(ASSIGNMENT 1):
In the USS Lacerta article, on what date did the ship arrive at Yokohama?
(ASSIGNMENT 2):
Reproduce the USS Lacerta article from "- Draft: 16" up to and including "the same day.".

─── PASSAGE SHOWN

General characteristics
- Class & type: Artemis-class attack cargo ship
- Type: S4–SE2–BE1
- Displacement: 4,087 long tons (4,153 t) light; 7,080 long tons (7,194 t) full;
- Length: 426 ft (130 m)
- Beam: 58 ft (18 m)
- Draft: 16 ft (4.9 m)
- Speed: 17 knots (31 km/h; 20 mph)
- Complement: 302 officers and enlisted
- Armament: 1 × 5"/38 caliber gun mount; 4 × twin 40 mm gun mounts; 10 × 20 mm gun mounts;

= USS Lacerta =

Cargo ship of the United States Navy

USS Lacerta (AKA-29) was an in service with the United States Navy from 1944 to 1946. She was scrapped in 1966.

==History==
Lacerta (AKA-29) was named after the constellation Lacerta. She was laid down under a Maritime Commission contract 5 July 1944 by Walsh-Kaiser Co., Inc., Providence, R.I.; launched 10 November 1944; sponsored by Mrs. Frank Bratley; acquired by the Navy 19 December 1944; and commissioned the same day.

After shakedown, Lacerta cleared Norfolk 18 January 1945 for Pearl Harbor where she loaded hospital crew and cargo for the Solomon Islands. Arriving Guadalcanal 27 February, Lacerta discharged cargo and embarked troops for the Okinawa invasion. She departed Saipan 27 March for the operation that would advance American troops to a strategic position almost next door to Japan. Arriving in the transport area 1 April under heavy enemy air raids, the cargo ship remained off the southeast coast of Okinawa unloading supplies, 150 mm howitzers, and Marines from Guadalcanal for Marines fighting ashore.

Lacerta departed Okinawa 9 April for Saipan, where she remained until 3 June. In the months prior to Japan's surrender, she ferried cargo among the Solomon and Mariana Islands before arriving Manila 22 August. Loading troops and equipment there, Lacerta participated in the movement of occupation forces to Japan, arriving Yokohama 13 September. She then went to Hai Phong (French Indochina) took on 6,000 Chinese Nationalist troops (1,000 each in six ships) carrying them to Qinhuangdao at the northern tip of the Yellow Sea, remaining in the Far Fast until 19 November when she cleared Tsingtao, China, for Seattle.

After a short stay at Seattle, she left on 1 January 1946 Lacerta arrived Norfolk 12 February 1946 and decommissioned 25 March. She was returned to the Maritime Commission for disposal on 30 June 1946, for lay up in the National Defense Reserve Fleet, James River Group. Sold for scrapping to Union Minerals & Alloys Corporation on 18 August 1966.

==Awards==
Lacerta received one battle star for World War II service.

──────
─── DATASET CONTENT

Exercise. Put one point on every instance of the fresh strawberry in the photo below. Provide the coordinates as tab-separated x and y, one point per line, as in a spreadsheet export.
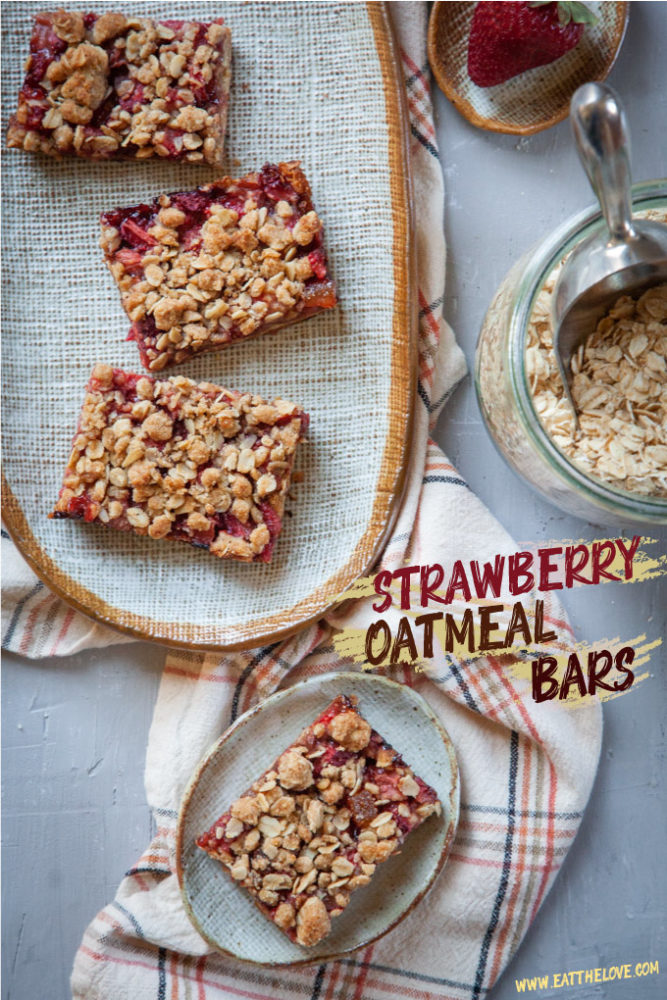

──────

(SOLUTION 1):
13 September

(SOLUTION 2):
- Draft: 16 ft (4.9 m)
- Speed: 17 knots (31 km/h; 20 mph)
- Complement: 302 officers and enlisted
- Armament: 1 × 5"/38 caliber gun mount; 4 × twin 40 mm gun mounts; 10 × 20 mm gun mounts;

= USS Lacerta =

Cargo ship of the United States Navy

USS Lacerta (AKA-29) was an in service with the United States Navy from 1944 to 1946. She was scrapped in 1966.

==History==
Lacerta (AKA-29) was named after the constellation Lacerta. She was laid down under a Maritime Commission contract 5 July 1944 by Walsh-Kaiser Co., Inc., Providence, R.I.; launched 10 November 1944; sponsored by Mrs. Frank Bratley; acquired by the Navy 19 December 1944; and commissioned the same day.